● **DOCUMENTO**:
▽
Death Stranding è sì gioco ma è IL gioco, quella porta che si schiude sulla prossima “stanza” della nostra evoluzione, come persone, come giocatori, come umani.
Se Huizinga vedeva il gioco, negli anni ‘30, come una sempre meno irrorata radice dell’enorme albero della cultura, ora Kojima forse vuole dirci che è il nostro legame l’uno con l’altro che va rinsecchendosi; le tematiche narrative di Death Stranding potrebbero spingerci a riconoscere questo e, magari, a far qualcosa a riguardo.
Il (video)gioco è libertà di essere altro, altrove, una extra-ordinarietà che si pone alternativa alla vita di tutti i giorni; a differenza della vita, il gioco può permettersi di essere soddisfacente in e per sé stesso, complici i limiti e le libertà che impone; un’attività autotelica che nasce quando premiamo quello “Start”, ma che non muore una volta appoggiato il controller.
△
● **ESTRATTO DEI DATI**:
▽
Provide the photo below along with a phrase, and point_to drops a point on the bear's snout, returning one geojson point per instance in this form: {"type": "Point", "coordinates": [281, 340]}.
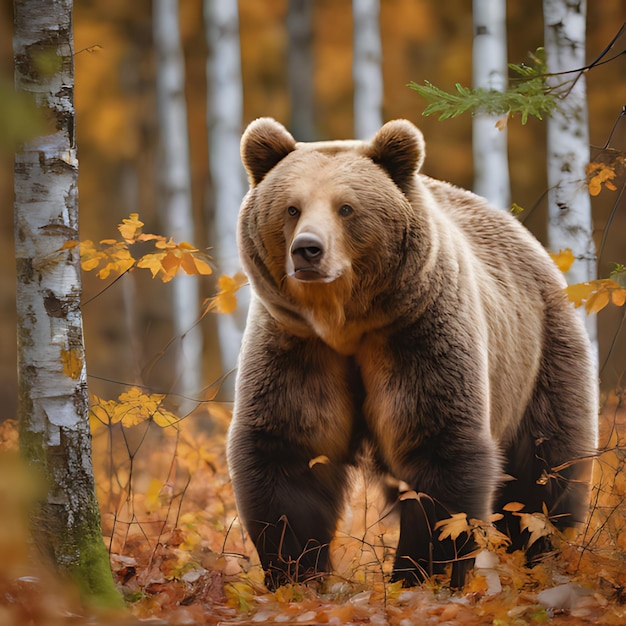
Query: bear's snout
△
● **CONSEGNA**: Prosegui il testo su Death Stranding e il gioco, partendo dopo la sua ultima frase.

● **SOLUZIONE**:
Il gioco, forse proprio Death Stranding, riesce nell’unire le due verità antitetiche dell’immanente estetica personale e dell’esperienza collettiva tramandata: esperiamo il gioco da soli, certo, ma poi ne discutiamo con amici e compagni, rendendolo tradizione.
È un equilibrio sottile e un lascito importante, vedremo se il titolo di Kojima Productions, in questa o nelle prossime iterazioni, sarà in grado di arrivare a destinazione.